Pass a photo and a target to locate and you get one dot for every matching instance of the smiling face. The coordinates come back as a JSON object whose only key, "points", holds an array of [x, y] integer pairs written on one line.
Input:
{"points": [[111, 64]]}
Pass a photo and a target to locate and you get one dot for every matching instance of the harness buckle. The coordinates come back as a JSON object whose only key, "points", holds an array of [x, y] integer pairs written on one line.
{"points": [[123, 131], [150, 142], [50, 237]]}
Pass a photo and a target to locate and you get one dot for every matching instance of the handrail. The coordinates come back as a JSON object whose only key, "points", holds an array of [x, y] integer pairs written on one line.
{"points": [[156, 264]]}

==

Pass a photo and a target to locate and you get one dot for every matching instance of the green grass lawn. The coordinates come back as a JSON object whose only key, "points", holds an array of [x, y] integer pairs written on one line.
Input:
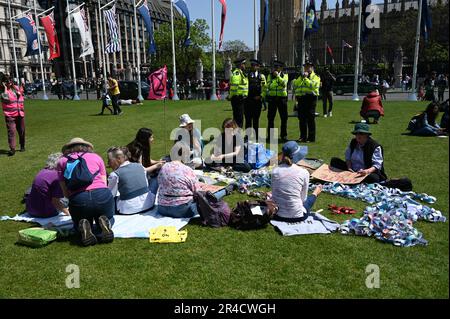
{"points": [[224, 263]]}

**Work required**
Pull out every line of the records that contains the word "integer". Case counts, so match capital and lowercase letters precisely.

**Answer for this exercise**
Pass a photo and a target to locate and you get one dot for every matching instance of the smiling face. The coordinates come back as a JSON object whose only key, "points", holds an array of [x, y] integer pairs written on one line.
Pass a photo and a target to locate and you get one dot for every matching instance of the harness buckle. The coordinates come back as a JSON object whose only key, "points", holds an array of [x, y] integer pairs written on one line.
Pass a photo and a target to locate and you get one dot for every matching instance of the handrail. The coordinates come back as a JSON object whose only key, "points", holds an array of [x, y] integer pairs written on one line.
Pass a photo and a target to locate and you get one dot for every matching instance of the green grass lawn. The coordinates come back as a JSON object whose only key, "points", holds an array of [x, y] integer pairs written on one line.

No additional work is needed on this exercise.